**Source passage:**
○ ○ ○ ○ ○

* John Holland could fetch $750 mln
* Sale would help Hochtief to take 75 pct ownership
* Leighton wants to streamline business
(Recasts with debt reduction, adds analyst quote, deal context,
By Byron Kaye
SYDNEY, June 12 Leighton Holdings Ltd,
Australia's largest construction firm, said it may sell its John
Holland roads and rail business as Spanish-controlled majority
owner Hochtief AG seeks to cut debt and potentially
finance a bid for full ownership.
Germany-based Hochtief, controlled by Spain's ACS
Actividades de Construccion y Servicios SA, has been
building its stake in Leighton since first buying a majority
holding in 2001. In March, Hochtief offered to up its stake to
75 percent, raising concerns about the effect that would have on
ACS's debt levels.
Selling John Holland, which analysts say could fetch A$800
million ($750 million), as well as the property and services
businesses would cut debt as Hochtief, which currently has 69.62
percent of Leighton, prepares to buy 75 percent and potentially
move to full ownership.

○ ○ ○ ○ ○

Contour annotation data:
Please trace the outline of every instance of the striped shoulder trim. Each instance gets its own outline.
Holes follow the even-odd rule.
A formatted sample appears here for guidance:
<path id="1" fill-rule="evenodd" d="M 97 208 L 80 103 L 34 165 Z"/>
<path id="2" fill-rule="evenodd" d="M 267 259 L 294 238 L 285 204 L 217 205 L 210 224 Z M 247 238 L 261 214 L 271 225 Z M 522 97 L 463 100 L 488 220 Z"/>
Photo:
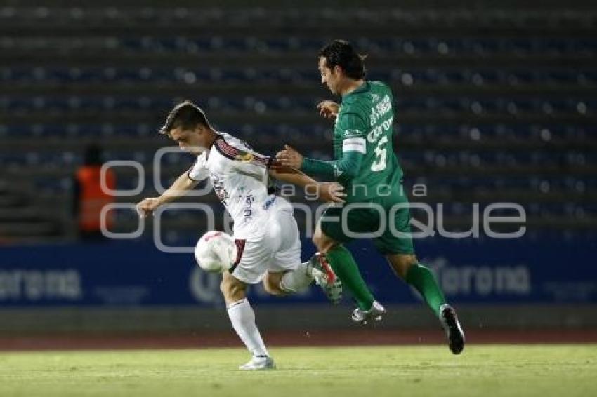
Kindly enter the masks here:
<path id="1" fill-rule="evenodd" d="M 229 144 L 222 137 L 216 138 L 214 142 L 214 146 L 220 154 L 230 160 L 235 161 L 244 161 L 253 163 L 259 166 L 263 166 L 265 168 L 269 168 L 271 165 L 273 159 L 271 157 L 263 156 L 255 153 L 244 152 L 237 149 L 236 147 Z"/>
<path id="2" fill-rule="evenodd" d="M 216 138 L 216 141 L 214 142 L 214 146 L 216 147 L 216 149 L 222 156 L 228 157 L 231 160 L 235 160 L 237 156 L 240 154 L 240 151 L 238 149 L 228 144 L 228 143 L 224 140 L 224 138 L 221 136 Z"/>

○ ○ ○ ○ ○

**Challenge 1:**
Answer these questions from the Leighton article:
(a) Which company controls Hochtief?
(b) In what year did Hochtief first buy a majority holding in Leighton?
(c) What percentage of Leighton does Hochtief currently own?
**Challenge 2:**
Carry on the Leighton article from the point after its final sentence.
Nothing in the data is needed here.

**Right answer 1:**
(a) Spain's ACS Actividades de Construccion y Servicios SA
(b) 2001
(c) 69.62 percent

**Right answer 2:**
"The key aim I believe is to reduce debt," Morningstar
analyst Ross MacMillan said.
"Leighton has complex debt financing. If that debt can be
reduced substantially that would allow Hochtief to increase its
stake above 75 percent."
Leighton shares were 2 percent higher at A$20.25 after the
announcement, in a weaker overall market.
In a statement to the Australian Securities Exchange on
Thursday, Leighton's new Executive Chairman and Chief Executive
Officer Marcelino Fernandez Verdes said the company would
simplify its operating model to focus on its mining,
construction, public-private partnerships and engineering
It would consider options for its 42-year-old property
business, its services business and John Holland, "including the
potential divestment or introduction of new partners to these
Sale proceeds would be "used to reduce our gearing and
strengthen our balance sheet so as to increase our
competitiveness", added Verdes, who was appointed CEO in March
and executive chairman on Wednesday.
Leighton is in Hochtief's Asia-Pacific division, which saw
pretax profit rise by over a fifth despite a weaker Australian
dollar that cut the value of new orders, work done and sales in
2013 compared with 2012.
ACS's stake in Hochtief recently rose to around 55 percent,
from around 49 percent, when the German builder cancelled 10
percent of its treasury stock.
($1 = 1.0667 Australian Dollars)
(Reporting by Byron Kaye; Editing by Stephen Coates)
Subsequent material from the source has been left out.